How many rows below contain the word "leaves"? Reply with the number alone.

++++

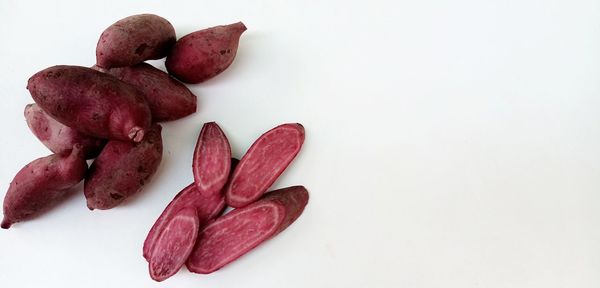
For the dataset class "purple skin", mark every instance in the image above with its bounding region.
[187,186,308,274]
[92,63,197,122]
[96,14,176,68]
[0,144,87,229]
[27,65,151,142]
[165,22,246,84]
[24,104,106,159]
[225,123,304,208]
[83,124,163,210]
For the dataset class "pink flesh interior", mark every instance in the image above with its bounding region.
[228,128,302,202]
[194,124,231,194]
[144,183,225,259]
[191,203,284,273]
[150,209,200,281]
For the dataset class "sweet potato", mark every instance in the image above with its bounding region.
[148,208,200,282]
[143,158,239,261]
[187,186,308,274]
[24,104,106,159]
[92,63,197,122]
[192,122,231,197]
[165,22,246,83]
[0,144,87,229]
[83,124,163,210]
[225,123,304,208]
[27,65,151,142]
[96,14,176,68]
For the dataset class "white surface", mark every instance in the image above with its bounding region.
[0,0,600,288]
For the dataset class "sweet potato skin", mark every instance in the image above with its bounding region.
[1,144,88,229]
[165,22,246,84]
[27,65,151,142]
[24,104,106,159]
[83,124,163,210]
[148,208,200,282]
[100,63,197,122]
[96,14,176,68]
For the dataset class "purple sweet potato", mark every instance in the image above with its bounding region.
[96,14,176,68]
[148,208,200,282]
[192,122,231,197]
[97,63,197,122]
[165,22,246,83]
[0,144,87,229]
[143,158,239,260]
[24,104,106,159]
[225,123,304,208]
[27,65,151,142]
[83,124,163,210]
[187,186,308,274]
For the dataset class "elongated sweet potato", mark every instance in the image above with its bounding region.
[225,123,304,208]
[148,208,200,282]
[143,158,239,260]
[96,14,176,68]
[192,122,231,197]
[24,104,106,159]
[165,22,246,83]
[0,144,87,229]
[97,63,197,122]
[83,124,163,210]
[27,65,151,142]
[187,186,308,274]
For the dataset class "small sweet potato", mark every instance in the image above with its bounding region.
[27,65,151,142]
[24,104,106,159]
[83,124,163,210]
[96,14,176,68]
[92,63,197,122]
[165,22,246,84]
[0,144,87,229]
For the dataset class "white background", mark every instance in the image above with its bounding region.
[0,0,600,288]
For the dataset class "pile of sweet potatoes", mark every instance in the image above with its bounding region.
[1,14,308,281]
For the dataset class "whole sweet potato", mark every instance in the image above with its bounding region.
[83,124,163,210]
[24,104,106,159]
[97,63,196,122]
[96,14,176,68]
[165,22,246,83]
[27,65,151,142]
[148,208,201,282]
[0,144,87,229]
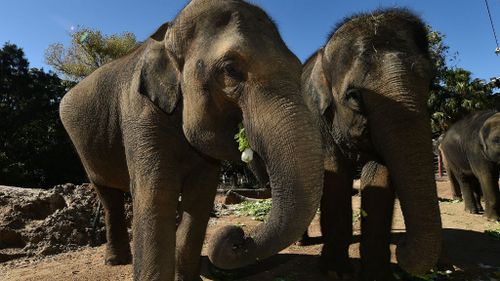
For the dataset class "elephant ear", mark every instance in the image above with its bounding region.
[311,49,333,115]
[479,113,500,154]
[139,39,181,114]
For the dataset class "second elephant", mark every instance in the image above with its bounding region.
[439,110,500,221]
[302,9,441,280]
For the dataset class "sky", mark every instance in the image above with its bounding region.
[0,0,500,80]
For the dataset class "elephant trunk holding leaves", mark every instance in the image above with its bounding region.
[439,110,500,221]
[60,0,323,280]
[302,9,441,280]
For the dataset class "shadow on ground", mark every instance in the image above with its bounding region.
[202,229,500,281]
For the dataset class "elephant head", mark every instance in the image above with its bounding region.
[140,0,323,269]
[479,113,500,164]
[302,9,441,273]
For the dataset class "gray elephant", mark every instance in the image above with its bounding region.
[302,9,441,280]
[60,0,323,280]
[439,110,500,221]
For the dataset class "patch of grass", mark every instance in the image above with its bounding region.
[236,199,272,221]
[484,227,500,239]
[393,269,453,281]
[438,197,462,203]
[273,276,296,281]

++++

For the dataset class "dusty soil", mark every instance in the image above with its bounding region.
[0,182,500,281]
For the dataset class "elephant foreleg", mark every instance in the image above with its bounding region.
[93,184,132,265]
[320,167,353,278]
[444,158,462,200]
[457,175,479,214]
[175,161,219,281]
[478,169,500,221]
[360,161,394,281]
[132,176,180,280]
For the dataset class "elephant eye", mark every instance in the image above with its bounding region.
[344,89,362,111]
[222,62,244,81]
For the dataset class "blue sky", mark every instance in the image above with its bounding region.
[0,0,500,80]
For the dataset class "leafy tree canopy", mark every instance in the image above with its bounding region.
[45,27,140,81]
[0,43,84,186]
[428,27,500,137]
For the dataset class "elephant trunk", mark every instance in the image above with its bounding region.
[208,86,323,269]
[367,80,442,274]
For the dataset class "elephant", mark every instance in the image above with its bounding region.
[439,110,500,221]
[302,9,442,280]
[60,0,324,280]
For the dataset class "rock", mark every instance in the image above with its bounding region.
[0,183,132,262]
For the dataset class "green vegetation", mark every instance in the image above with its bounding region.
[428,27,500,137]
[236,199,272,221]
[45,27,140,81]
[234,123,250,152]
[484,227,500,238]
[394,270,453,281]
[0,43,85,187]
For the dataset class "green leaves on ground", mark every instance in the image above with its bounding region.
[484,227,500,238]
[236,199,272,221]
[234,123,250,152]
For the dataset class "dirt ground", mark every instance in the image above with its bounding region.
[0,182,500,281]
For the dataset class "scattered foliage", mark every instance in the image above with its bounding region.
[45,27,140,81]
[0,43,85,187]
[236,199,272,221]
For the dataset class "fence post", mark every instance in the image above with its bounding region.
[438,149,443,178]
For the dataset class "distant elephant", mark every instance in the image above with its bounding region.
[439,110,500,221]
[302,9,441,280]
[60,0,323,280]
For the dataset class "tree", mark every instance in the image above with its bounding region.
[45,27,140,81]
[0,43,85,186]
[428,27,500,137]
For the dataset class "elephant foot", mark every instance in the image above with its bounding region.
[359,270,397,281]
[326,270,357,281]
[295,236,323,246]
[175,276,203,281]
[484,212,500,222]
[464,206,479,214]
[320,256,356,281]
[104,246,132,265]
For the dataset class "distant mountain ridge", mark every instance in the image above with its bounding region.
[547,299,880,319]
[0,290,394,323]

++++

Exercise solution:
2